WORK REQUIRED: Find every line in the material below that contains the word "jacket" and copy each one out in full.
— Begin EXCERPTED RECORDS —
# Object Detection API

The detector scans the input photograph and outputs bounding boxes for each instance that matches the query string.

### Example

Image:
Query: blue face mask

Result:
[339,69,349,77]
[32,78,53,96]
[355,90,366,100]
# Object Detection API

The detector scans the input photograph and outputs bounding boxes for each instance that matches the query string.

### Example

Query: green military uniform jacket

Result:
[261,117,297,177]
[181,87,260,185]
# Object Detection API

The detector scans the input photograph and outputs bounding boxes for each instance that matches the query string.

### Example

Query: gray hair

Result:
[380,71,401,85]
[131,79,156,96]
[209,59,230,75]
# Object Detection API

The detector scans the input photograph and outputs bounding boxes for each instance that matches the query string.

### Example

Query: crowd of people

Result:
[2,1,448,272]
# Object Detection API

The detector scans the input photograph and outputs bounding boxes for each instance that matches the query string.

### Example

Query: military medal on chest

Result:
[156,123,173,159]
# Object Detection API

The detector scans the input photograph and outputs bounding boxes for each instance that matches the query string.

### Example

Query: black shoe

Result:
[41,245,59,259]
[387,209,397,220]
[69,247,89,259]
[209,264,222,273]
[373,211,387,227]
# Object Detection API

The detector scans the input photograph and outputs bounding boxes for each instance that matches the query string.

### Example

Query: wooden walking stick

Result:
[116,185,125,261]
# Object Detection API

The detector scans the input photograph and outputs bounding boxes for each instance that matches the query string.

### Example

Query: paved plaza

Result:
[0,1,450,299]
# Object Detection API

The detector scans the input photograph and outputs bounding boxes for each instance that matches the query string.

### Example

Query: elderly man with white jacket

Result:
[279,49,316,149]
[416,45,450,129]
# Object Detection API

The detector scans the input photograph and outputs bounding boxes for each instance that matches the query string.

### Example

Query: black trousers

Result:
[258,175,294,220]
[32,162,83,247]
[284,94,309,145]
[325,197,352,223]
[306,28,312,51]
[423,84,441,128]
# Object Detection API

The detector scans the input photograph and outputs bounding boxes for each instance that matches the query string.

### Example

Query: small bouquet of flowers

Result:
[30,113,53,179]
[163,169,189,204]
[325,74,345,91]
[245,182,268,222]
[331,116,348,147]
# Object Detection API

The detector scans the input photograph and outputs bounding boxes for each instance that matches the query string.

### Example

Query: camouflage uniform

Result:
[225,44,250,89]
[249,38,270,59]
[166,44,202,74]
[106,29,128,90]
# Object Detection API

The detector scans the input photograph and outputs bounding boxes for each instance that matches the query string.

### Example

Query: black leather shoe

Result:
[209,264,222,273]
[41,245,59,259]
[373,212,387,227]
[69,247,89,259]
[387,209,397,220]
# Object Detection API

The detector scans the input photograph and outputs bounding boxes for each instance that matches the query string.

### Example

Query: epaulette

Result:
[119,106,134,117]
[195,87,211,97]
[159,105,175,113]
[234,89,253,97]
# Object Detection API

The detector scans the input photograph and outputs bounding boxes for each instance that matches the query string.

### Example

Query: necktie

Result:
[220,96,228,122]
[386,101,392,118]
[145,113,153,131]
— End EXCERPTED RECORDS —
WORKED ANSWER:
Query: green military uniform jacket
Query: elderly man with white jacket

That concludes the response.